* EXCERPT:
Tips for Congregations:

How can people and congregations support youth who are faced with an abrupt end of the school year? Recognize the difficulty of this situation for the teens. Avoiding the conversation or invalidating their feelings makes them feel less valued. Even if your personal feelings don't align with how the youth is feeling, recognize and validate their feelings. Their worries, anxieties, fears, sadness and uncertainty are real. If possible and safe, find ways to connect with the teens. Video chats, texting and social media are likely the top ways to stay connected.

How do we help youth who must complete the school year through online classes, isolated from teachers and friends? The current generation of teens is more connected virtually to each other than any previous generation. They don't know life without the internet and social media. Encourage them to stay in contact with their friends using these platforms. In regard to completing online classes, help youth to maintain a routine and a daily schedule. Urge them to get up, get dressed, eat breakfast and do their school work during the day, even if parents aren't home. The more “regular” their schedule, the easier for them to adjust. Suggest that they stay in contact with their teachers, even if they don't need help. Maintaining that source of contact and connection will help to maintain “normalcy” during a time when nothing seems “normal.” Even a simple check-in email to the teacher from the student to make sure they’re on track would be a great way to stay connected.

What are possible alternatives for high school seniors who may not be able to have graduation ceremonies and other yearend celebrations? This time will be especially hard for seniors. Again, recognize and validate how difficult this is for them. Do whatever can be done, safely, to celebrate and recognize their work and achievements.

* LISTING:
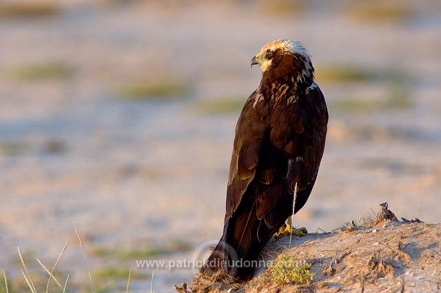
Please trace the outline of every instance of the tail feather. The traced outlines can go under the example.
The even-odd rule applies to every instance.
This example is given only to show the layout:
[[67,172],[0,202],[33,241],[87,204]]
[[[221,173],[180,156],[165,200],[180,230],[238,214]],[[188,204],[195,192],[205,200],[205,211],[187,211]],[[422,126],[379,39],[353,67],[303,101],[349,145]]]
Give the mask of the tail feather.
[[258,219],[254,205],[242,203],[234,215],[226,219],[223,235],[201,268],[201,274],[212,277],[225,272],[237,281],[250,280],[259,266],[260,252],[283,224],[269,228],[264,219]]

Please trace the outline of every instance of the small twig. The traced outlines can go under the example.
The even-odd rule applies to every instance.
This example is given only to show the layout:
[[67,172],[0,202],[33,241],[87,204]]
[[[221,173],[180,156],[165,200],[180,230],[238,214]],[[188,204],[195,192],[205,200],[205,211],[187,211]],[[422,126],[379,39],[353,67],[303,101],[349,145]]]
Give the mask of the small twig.
[[6,279],[6,273],[5,271],[3,271],[3,276],[5,278],[5,287],[6,288],[6,293],[9,293],[9,290],[8,289],[8,279]]
[[57,284],[60,286],[60,287],[61,289],[63,289],[63,293],[65,293],[65,291],[64,290],[64,288],[63,287],[63,286],[59,283],[59,281],[57,280],[57,279],[54,276],[54,275],[52,274],[52,273],[51,272],[49,271],[49,270],[48,270],[46,268],[46,267],[40,261],[40,260],[39,259],[37,259],[37,261],[39,262],[39,263],[40,264],[40,265],[41,265],[43,267],[43,268],[44,269],[45,271],[46,271],[46,272],[48,274],[49,274],[49,276],[50,276],[54,281],[55,281],[55,283],[57,283]]
[[126,293],[129,293],[129,287],[130,287],[130,276],[132,276],[132,267],[130,267],[130,272],[129,272],[129,280],[127,281],[127,290]]
[[150,293],[153,292],[153,278],[154,277],[154,271],[152,272],[152,285],[150,285]]
[[415,243],[415,245],[416,245],[420,246],[420,247],[422,247],[422,248],[424,248],[424,249],[427,250],[430,250],[430,251],[431,251],[432,252],[433,252],[435,254],[438,254],[438,255],[439,255],[440,256],[441,256],[441,254],[440,254],[439,253],[438,253],[438,252],[435,252],[435,250],[431,250],[430,248],[424,247],[424,246],[422,246],[422,245],[420,245],[420,244],[417,243],[416,242],[413,242],[413,243]]
[[69,275],[68,275],[68,276],[66,277],[66,281],[64,283],[64,287],[63,288],[63,291],[65,292],[66,290],[66,287],[68,286],[68,280],[69,280]]
[[291,225],[289,225],[289,249],[291,249],[291,239],[292,239],[292,223],[294,221],[294,210],[296,208],[296,200],[297,199],[297,182],[294,187],[294,194],[292,199],[292,214],[291,215]]
[[88,257],[85,255],[85,250],[84,249],[84,245],[83,245],[83,241],[81,241],[81,237],[80,236],[80,234],[78,232],[78,229],[76,228],[76,225],[75,225],[75,231],[76,231],[76,236],[78,236],[78,239],[80,241],[80,245],[83,249],[83,254],[84,254],[84,259],[85,260],[85,265],[88,267],[88,272],[89,273],[89,279],[90,280],[90,285],[92,285],[92,290],[95,292],[95,288],[94,287],[94,283],[92,281],[92,274],[90,274],[90,269],[89,269],[89,263],[88,263]]
[[32,293],[37,293],[35,291],[34,291],[34,289],[32,289],[32,287],[31,286],[30,283],[29,283],[29,280],[28,280],[28,278],[26,277],[26,274],[23,271],[23,269],[21,269],[21,274],[23,274],[23,276],[25,277],[25,280],[26,280],[26,283],[28,283],[28,285],[29,286],[29,289],[30,289],[30,292],[32,292]]
[[404,276],[401,276],[401,281],[400,281],[400,287],[398,288],[400,293],[404,293]]
[[[57,266],[57,264],[58,263],[58,261],[60,260],[60,258],[61,257],[61,255],[63,254],[63,253],[64,252],[64,251],[66,250],[66,247],[68,247],[68,245],[69,245],[69,243],[70,241],[68,241],[68,243],[66,243],[65,245],[64,245],[64,247],[63,248],[63,250],[61,250],[61,253],[60,253],[60,255],[58,256],[58,259],[57,259],[57,261],[55,262],[55,264],[54,265],[54,267],[52,267],[52,270],[50,271],[50,272],[52,274],[54,273],[54,270],[55,270],[55,267]],[[49,275],[49,279],[48,279],[48,285],[46,285],[46,293],[49,293],[49,283],[50,282],[50,278],[52,277],[52,275],[50,274]]]
[[17,247],[17,250],[19,250],[19,255],[20,256],[20,260],[21,261],[21,263],[23,264],[23,266],[25,268],[25,271],[26,272],[26,274],[29,277],[29,280],[28,280],[28,278],[26,278],[26,276],[25,275],[24,272],[23,272],[23,270],[21,270],[21,272],[24,276],[25,279],[26,280],[26,282],[28,283],[28,285],[29,285],[29,288],[30,289],[30,290],[32,292],[32,293],[37,293],[37,290],[35,290],[35,287],[34,286],[34,283],[32,283],[32,279],[30,278],[29,272],[28,272],[28,269],[26,268],[26,265],[25,265],[25,261],[23,260],[23,256],[21,256],[21,252],[20,252],[20,247]]

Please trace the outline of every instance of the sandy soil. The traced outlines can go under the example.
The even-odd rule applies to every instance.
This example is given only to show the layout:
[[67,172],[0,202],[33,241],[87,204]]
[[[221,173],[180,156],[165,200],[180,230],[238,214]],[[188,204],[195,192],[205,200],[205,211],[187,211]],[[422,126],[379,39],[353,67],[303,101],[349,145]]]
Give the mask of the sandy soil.
[[[240,110],[199,105],[245,101],[260,74],[250,59],[278,38],[305,44],[329,105],[319,178],[297,223],[329,232],[384,201],[400,216],[439,223],[441,8],[403,3],[411,16],[390,21],[354,18],[349,4],[320,1],[285,13],[265,1],[68,1],[54,16],[0,18],[0,270],[21,277],[17,246],[32,263],[53,263],[70,240],[60,268],[72,283],[87,283],[74,225],[90,250],[176,241],[192,247],[150,259],[189,258],[201,243],[217,241]],[[53,63],[70,77],[17,73]],[[320,79],[329,67],[348,66],[377,77]],[[127,83],[158,79],[187,83],[191,92],[159,101],[119,97]],[[402,91],[404,106],[390,105]],[[355,108],[341,106],[348,99]],[[357,108],[360,101],[370,108]],[[136,257],[91,252],[89,259],[92,270],[152,273],[136,268]],[[156,291],[192,275],[157,269]],[[150,291],[149,278],[134,281],[134,290]]]
[[[263,260],[275,261],[283,255],[293,257],[284,259],[299,260],[298,266],[311,264],[309,273],[314,276],[309,283],[280,281],[271,273],[274,268],[262,267],[247,284],[211,283],[197,277],[189,292],[226,292],[231,288],[245,292],[440,292],[440,224],[388,220],[350,232],[294,236],[291,249],[287,235],[269,243]],[[283,270],[288,271],[286,267]],[[185,292],[179,287],[178,291]]]

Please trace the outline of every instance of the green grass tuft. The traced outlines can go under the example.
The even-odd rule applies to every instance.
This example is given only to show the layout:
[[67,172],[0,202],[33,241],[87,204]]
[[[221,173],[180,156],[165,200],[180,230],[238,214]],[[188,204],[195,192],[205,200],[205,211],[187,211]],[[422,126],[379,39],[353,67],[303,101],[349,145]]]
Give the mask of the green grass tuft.
[[353,19],[371,22],[402,22],[413,16],[412,9],[401,1],[357,1],[346,13]]
[[195,103],[194,106],[198,112],[206,114],[238,113],[245,102],[243,97],[220,97],[212,101]]
[[130,268],[127,267],[105,267],[95,270],[92,273],[92,276],[99,283],[101,279],[127,279],[130,275],[131,279],[147,279],[148,275],[146,274],[140,274],[132,271],[130,273]]
[[280,254],[269,265],[269,278],[271,282],[279,285],[287,283],[309,284],[315,274],[311,273],[311,265],[300,265],[296,257]]
[[74,70],[63,63],[48,61],[10,66],[7,68],[6,74],[19,81],[65,80],[73,76]]
[[173,100],[189,94],[190,88],[184,82],[172,79],[158,81],[133,81],[116,90],[120,100]]
[[55,16],[61,8],[55,1],[2,1],[0,2],[0,17],[47,17]]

* WRITTEN REQUEST 1:
In the congregation tips, what are named as likely the top ways to stay connected with teens?
* WRITTEN REQUEST 2:
For each statement, say whether it agrees with the congregation tips, and quote the words that decide it.
(a) Youth should contact their teachers only when they need help.
(b) The current generation of teens is more connected virtually to each other than any previous generation.
(c) Youth should do their school work during the day even if parents aren't home.
* WRITTEN REQUEST 3:
Extract the passage of the congregation tips starting with "How can people" and going on through "ways to stay connected.".
Base your answers only on the congregation tips.

* EXPECTED ANSWER 1:
Video chats, texting and social media.

* EXPECTED ANSWER 2:
(a) No: "Suggest that they stay in contact with their teachers, even if they don't need help."
(b) Yes: "The current generation of teens is more connected virtually to each other than any previous generation."
(c) Yes: "Urge them to get up, get dressed, eat breakfast and do their school work during the day, even if parents aren't home."

* EXPECTED ANSWER 3:
How can people and congregations support youth who are faced with an abrupt end of the school year? Recognize the difficulty of this situation for the teens. Avoiding the conversation or invalidating their feelings makes them feel less valued. Even if your personal feelings don't align with how the youth is feeling, recognize and validate their feelings. Their worries, anxieties, fears, sadness and uncertainty are real. If possible and safe, find ways to connect with the teens. Video chats, texting and social media are likely the top ways to stay connected.